* Exercise data *
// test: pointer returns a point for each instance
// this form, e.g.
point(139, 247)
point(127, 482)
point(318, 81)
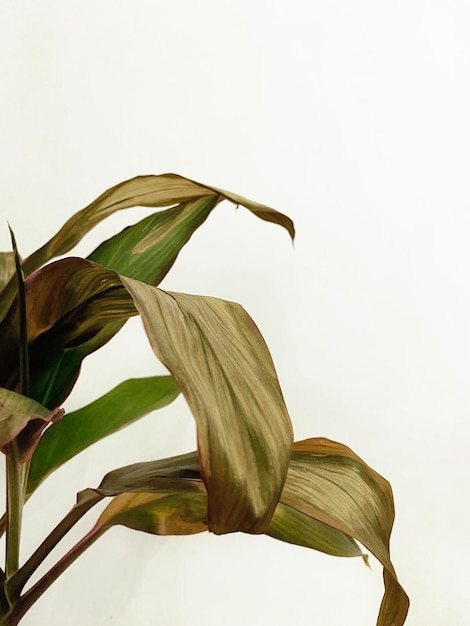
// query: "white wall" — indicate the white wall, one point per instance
point(353, 118)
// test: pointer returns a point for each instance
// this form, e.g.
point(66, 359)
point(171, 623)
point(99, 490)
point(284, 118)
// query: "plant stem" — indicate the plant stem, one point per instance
point(30, 597)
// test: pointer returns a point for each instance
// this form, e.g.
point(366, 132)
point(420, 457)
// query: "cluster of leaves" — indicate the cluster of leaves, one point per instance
point(246, 475)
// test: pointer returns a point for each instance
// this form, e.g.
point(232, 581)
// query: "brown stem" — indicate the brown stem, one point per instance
point(18, 581)
point(31, 596)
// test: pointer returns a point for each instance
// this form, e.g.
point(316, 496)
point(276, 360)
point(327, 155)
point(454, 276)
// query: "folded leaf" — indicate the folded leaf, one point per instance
point(223, 367)
point(295, 527)
point(23, 419)
point(7, 267)
point(151, 191)
point(79, 429)
point(183, 512)
point(147, 250)
point(158, 497)
point(328, 482)
point(70, 303)
point(149, 475)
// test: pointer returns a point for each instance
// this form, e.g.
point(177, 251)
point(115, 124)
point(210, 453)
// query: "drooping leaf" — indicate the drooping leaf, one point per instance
point(223, 367)
point(79, 429)
point(23, 419)
point(151, 191)
point(173, 513)
point(147, 476)
point(147, 250)
point(22, 315)
point(7, 267)
point(166, 497)
point(73, 306)
point(328, 482)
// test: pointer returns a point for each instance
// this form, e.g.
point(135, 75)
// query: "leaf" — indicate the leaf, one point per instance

* Your objective *
Without the pictures, reproduce every record exactly as it appears above.

* Expected answer *
// test: pointer returns a point for each instance
// this form, e.g.
point(139, 247)
point(127, 482)
point(318, 81)
// query: "white wall" — indicate the white wall, one point per instance
point(353, 118)
// test: pointer returns a point for each instance
// this form, e.g.
point(66, 359)
point(171, 623)
point(99, 490)
point(284, 118)
// query: "plant stem" — indicate the plant stem, one point per instance
point(30, 597)
// test: pointer returns a point for each instance
// this form, e.g.
point(366, 132)
point(420, 457)
// query: "cluster of leaves" — indicate the cluster of leaves, one point per instance
point(246, 475)
// test: pointer returns a point for each instance
// this form, e.g.
point(232, 581)
// query: "brown stem" — indicate the brown stem, one point per instance
point(18, 581)
point(31, 596)
// test: pointer returns a point for each instance
// this form, e.g.
point(316, 496)
point(276, 360)
point(327, 155)
point(454, 276)
// query: "folded leaf" — indicate the folded leaf, one point per instance
point(223, 367)
point(295, 527)
point(23, 419)
point(7, 267)
point(151, 191)
point(79, 429)
point(183, 512)
point(147, 250)
point(158, 497)
point(328, 482)
point(70, 303)
point(149, 475)
// test: pointer returns a point for each instance
// this form, e.g.
point(177, 251)
point(115, 124)
point(210, 453)
// query: "drooping leaf" — indicate the drooping leaf, one point per instance
point(223, 367)
point(79, 429)
point(23, 419)
point(151, 191)
point(173, 513)
point(147, 476)
point(147, 250)
point(22, 315)
point(7, 267)
point(166, 497)
point(73, 306)
point(328, 482)
// test: pointer returns a point for each instance
// this form, e.g.
point(135, 75)
// query: "leaf" — indicate the leaf, one point per instance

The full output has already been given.